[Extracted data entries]
---

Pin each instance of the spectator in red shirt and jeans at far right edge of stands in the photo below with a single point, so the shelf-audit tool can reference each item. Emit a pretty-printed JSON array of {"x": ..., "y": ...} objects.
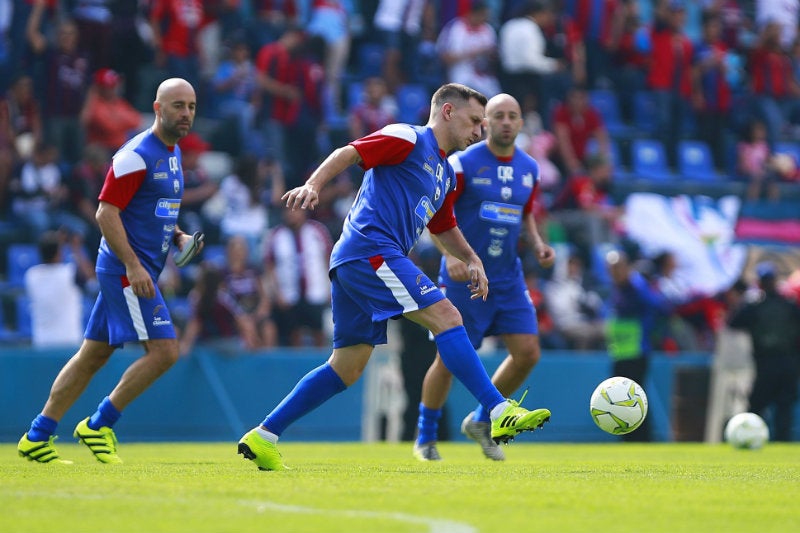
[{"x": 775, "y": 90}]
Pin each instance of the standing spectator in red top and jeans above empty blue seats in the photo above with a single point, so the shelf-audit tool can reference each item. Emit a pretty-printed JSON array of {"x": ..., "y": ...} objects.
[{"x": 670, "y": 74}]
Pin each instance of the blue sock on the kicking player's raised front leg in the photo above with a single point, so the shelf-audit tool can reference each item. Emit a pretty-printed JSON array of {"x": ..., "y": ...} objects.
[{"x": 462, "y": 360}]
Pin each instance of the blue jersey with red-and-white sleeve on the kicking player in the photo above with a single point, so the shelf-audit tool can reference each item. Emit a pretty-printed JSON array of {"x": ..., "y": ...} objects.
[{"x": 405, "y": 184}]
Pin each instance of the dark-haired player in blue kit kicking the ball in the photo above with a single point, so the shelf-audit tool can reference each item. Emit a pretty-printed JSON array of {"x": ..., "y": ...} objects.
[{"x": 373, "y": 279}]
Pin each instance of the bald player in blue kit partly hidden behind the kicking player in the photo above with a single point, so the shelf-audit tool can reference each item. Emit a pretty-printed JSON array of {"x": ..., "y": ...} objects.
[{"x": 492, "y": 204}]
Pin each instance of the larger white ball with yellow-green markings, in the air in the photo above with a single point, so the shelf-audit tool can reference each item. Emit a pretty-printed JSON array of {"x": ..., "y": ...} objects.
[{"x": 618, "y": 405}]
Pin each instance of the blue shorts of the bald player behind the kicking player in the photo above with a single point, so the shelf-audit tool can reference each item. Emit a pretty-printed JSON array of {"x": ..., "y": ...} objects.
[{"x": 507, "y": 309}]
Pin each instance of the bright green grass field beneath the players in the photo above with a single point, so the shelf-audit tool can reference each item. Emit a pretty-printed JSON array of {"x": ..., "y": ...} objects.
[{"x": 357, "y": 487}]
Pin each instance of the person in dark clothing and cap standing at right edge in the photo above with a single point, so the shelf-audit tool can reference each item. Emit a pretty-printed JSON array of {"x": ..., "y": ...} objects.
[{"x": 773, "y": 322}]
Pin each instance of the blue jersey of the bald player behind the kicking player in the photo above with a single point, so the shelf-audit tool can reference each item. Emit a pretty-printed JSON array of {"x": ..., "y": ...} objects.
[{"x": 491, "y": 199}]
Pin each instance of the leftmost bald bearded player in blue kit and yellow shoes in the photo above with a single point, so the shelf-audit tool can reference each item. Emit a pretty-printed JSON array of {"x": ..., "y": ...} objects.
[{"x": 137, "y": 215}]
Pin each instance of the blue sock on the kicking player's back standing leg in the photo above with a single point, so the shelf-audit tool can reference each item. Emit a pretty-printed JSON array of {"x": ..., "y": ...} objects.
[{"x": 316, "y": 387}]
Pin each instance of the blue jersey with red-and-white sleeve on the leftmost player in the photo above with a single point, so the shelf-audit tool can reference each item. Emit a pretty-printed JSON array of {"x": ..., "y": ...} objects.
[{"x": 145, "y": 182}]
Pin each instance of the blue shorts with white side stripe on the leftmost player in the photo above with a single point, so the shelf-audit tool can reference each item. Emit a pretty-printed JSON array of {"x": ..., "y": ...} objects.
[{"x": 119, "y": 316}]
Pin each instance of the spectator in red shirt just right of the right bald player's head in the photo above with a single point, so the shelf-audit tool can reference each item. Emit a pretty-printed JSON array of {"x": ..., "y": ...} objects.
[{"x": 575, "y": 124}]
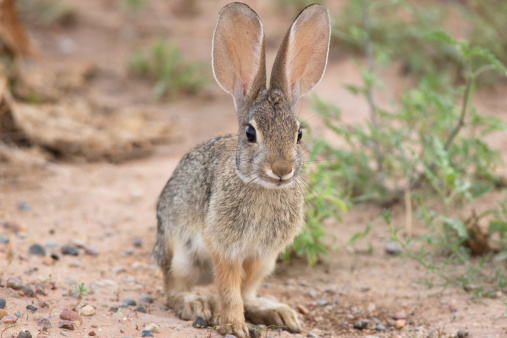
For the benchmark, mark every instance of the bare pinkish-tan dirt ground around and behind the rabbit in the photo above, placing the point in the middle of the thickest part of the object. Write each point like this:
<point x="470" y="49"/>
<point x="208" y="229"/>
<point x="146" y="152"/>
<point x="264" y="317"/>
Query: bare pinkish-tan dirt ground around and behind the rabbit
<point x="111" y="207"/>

---

Give the entries above again word for word, without any pictures.

• EXERCISE ANSWER:
Pin each instance of the spectator in red shirt and jeans at far right edge of stands in the photo below with a single point, so the shelf-audit tool can reference each item. Emit a pretty-printed JSON array of {"x": ..., "y": ...} objects.
[{"x": 775, "y": 90}]
Pin each instance of the standing spectator in red top and jeans above empty blue seats in the photo above with a single point, so the shelf-audit tool can reference each item. Emit a pretty-printed JSON array of {"x": ..., "y": ...} objects.
[{"x": 670, "y": 74}]
Pin each instance of the blue sock on the kicking player's raised front leg in the photo above with a single point, so the shelf-audit tool can reference each item. Emit a pretty-printed JSON array of {"x": ..., "y": ...} objects.
[{"x": 462, "y": 360}]
Pin each instance of the blue jersey with red-and-white sleeve on the kicking player in the photo above with a single point, so the shelf-audit tool can reference each item. Emit a pretty-printed JSON array of {"x": ..., "y": ...} objects.
[{"x": 405, "y": 184}]
Pin each instance of the dark-haired player in blue kit kicking the ball in the photo above with a single point, so the shelf-audit tool can reference each item. Emit a pretty-printed JSON array of {"x": ..., "y": ...} objects.
[{"x": 373, "y": 279}]
Pin each instance of the bald player in blue kit partly hidden behind the kicking player in the photo above with a single point, so the shelf-audit tool can reference each item. Emit a pretty-printed JSON array of {"x": ..., "y": ...} objects.
[{"x": 492, "y": 204}]
Pin each instance of the larger white ball with yellow-green markings, in the air in the photo above with a single point, so the shelf-audit tool can reference each item. Emit a pretty-printed JSON array of {"x": ..., "y": ...} objects.
[{"x": 618, "y": 405}]
Pin each instance of the blue shorts of the bald player behind the kicking player in the photo above with a single point, so the shelf-audit tool can reference each item. Emit a pretty-printed JSON array of {"x": ..., "y": ...} objects.
[{"x": 507, "y": 309}]
Pin each instance of the bright green grass field beneath the players in the photo above with a single point, so the shelf-audit tool can reference each item. Emit a pretty-printed JSON array of {"x": ..., "y": ...} objects.
[{"x": 357, "y": 487}]
Pin each instance of the person in dark clothing and cap standing at right edge in the photo above with a single point, so the shelf-audit tool can reference each item. Emit a pretty-printed JSON array of {"x": ..., "y": ...} objects.
[{"x": 773, "y": 322}]
Pin each instance of the blue jersey of the bald player behind the kicking player in the photo above with a single point, so the shelf-audit tool can reference each item. Emit a pretty-printed JSON array of {"x": ..., "y": ...} objects.
[{"x": 491, "y": 199}]
Pin each instance of the leftmost bald bearded player in blue kit and yellow shoes in the photo above with a single point, so the shelf-audit tool can reference each item. Emit a pretty-printed JSON array of {"x": ..., "y": ...} objects.
[{"x": 137, "y": 215}]
Pin each instance of the blue sock on the kicking player's back standing leg in the photo above with a single point, so the shelf-audit tool can reference each item. Emit a pretty-printed JSON array of {"x": ..., "y": ...} objects.
[{"x": 316, "y": 387}]
Pin each instance of the blue jersey with red-and-white sleeve on the leftmost player in the photo above with a single point, so the shelf-audit tool can reference each item. Emit a pretty-printed JSON array of {"x": ..., "y": ...} objects.
[{"x": 145, "y": 182}]
Pin each instance of the blue shorts with white side stripe on the leftmost player in the photo above with a single point, so the shelf-audit tool can reference each item. Emit a pretty-printed JSON array of {"x": ..., "y": ...} objects.
[{"x": 119, "y": 316}]
Pin each instance of the spectator in red shirt just right of the right bald player's head in the photo above with a single point, so the shelf-audit tool can reference each item. Emit a pretty-printed JSON array of {"x": ..., "y": ...} objects.
[{"x": 575, "y": 124}]
For the benchmark, mark every instance of the bare pinkish-tan dirt ground around and behind the rabbit in the photo above, placing the point in the middle of the thickest part of the object. Write each point like this:
<point x="470" y="49"/>
<point x="208" y="229"/>
<point x="146" y="152"/>
<point x="264" y="317"/>
Query: bare pinkish-tan dirt ground around and behind the rabbit
<point x="111" y="207"/>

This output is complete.